→ Things to do:
(A) In the par value entry, what is the typical par value for corporate and municipal bonds?
(B) Write out the par value entry word for word from "An investor purchases" to "of purchase price.".
(C) Pick up the glossary entry on bond par value where it ends and keep writing.

→ Text segment:
+ + + +

Par Value
Par Value
The face value of a bond, typically $1,000 for corporate and municipal bonds, representing the amount the issuer agrees to repay the bondholder at maturity. Par value serves as the basis for calculating coupon payments (e.g., a 5% coupon on $1,000 par = $50 annual interest). Bonds trade at premium (above par), discount (below par), or par in the secondary market based on interest rate movements and credit quality.
An investor purchases a newly issued corporate bond with $1,000 par value and 6% coupon rate. She receives $60 annually ($30 semi-annually) regardless of market price fluctuations. If interest rates rise and the bond trades at $950 (below par), she still receives $60/year and gets $1,000 back at maturity. If she sells before maturity at $950, she realizes a $50 capital loss, but if held to maturity, she receives full $1,000 par value.
Students often confuse par value with market price (par is fixed, market price fluctuates), assume par value applies to stocks the same way as bonds (stock par value is nominal and unrelated to market price), or forget that bonds always mature at par value regardless of purchase price.
How This Is Tested
- Calculating annual or semi-annual coupon payments using par value and coupon rate
- Determining whether a bond trades at premium, discount, or par based on market price vs. par value
- Understanding that maturity value equals par value regardless of purchase price
- Identifying par value as the basis for computing current yield and yield-to-maturity
- Distinguishing between bond par value ($1,000) and stock par value (nominal/arbitrary)

+ + + +

→ Supplied entries:

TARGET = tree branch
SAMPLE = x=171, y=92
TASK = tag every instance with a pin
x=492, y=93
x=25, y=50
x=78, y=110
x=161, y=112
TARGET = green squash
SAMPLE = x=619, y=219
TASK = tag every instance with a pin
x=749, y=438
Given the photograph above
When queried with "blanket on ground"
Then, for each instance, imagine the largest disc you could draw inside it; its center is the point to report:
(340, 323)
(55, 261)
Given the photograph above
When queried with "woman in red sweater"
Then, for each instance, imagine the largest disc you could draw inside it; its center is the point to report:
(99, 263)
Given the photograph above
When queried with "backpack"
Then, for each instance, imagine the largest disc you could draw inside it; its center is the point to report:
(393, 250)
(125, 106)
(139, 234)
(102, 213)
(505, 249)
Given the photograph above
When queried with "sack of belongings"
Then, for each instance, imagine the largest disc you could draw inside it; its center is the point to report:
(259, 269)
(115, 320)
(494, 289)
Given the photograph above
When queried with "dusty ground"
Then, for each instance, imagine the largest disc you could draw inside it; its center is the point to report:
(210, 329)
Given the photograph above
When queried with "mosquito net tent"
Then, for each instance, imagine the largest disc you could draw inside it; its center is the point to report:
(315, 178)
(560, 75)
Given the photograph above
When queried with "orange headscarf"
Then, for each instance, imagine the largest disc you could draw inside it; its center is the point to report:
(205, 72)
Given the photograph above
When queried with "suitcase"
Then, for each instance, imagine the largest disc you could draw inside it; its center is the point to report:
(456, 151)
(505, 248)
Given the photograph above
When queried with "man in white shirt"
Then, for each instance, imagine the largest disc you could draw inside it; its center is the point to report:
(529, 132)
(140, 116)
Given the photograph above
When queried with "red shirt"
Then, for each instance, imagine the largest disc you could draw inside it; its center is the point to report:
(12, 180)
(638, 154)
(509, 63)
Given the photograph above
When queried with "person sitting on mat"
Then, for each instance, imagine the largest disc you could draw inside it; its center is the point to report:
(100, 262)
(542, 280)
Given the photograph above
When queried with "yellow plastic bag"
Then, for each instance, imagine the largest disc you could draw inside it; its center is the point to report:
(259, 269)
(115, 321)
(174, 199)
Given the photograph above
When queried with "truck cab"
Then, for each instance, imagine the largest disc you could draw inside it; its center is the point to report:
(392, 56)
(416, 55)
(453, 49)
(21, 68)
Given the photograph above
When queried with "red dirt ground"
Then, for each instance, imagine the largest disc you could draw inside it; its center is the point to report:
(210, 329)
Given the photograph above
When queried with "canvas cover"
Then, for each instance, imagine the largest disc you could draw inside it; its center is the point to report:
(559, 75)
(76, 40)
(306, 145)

+ + + +

→ Answers per task:
(A) $1,000

(B)
An investor purchases a newly issued corporate bond with $1,000 par value and 6% coupon rate. She receives $60 annually ($30 semi-annually) regardless of market price fluctuations. If interest rates rise and the bond trades at $950 (below par), she still receives $60/year and gets $1,000 back at maturity. If she sells before maturity at $950, she realizes a $50 capital loss, but if held to maturity, she receives full $1,000 par value.
Students often confuse par value with market price (par is fixed, market price fluctuates), assume par value applies to stocks the same way as bonds (stock par value is nominal and unrelated to market price), or forget that bonds always mature at par value regardless of purchase price.

(C)
Regulatory Limits
| Description | Limit | Notes |
|---|---|---|
| Standard par value for corporate bonds | $1,000 | Industry convention; bonds quoted as percentage of par (e.g., 98 = $980) |
| Standard par value for municipal bonds | $1,000 | Standard denomination for exam purposes (though $5,000 denominations exist in practice) |
Example Exam Questions
Test your understanding with these practice questions. Select an answer to see the explanation.
Jennifer purchased a 10-year corporate bond at issuance with $1,000 par value and a 4% coupon rate. Three years later, interest rates have increased significantly, and her bond now trades at $920 in the secondary market. She is considering selling but is confused about what she will receive. If Jennifer holds the bond to maturity instead of selling, what amount will she receive at maturity (excluding final coupon payment)?
C is correct. At maturity, bondholders always receive the bond's par value (face value), which is $1,000, regardless of what they paid for it or current market price. The par value is the contractual amount the issuer promises to repay. Jennifer will receive $1,000 at maturity plus her final $20 coupon payment.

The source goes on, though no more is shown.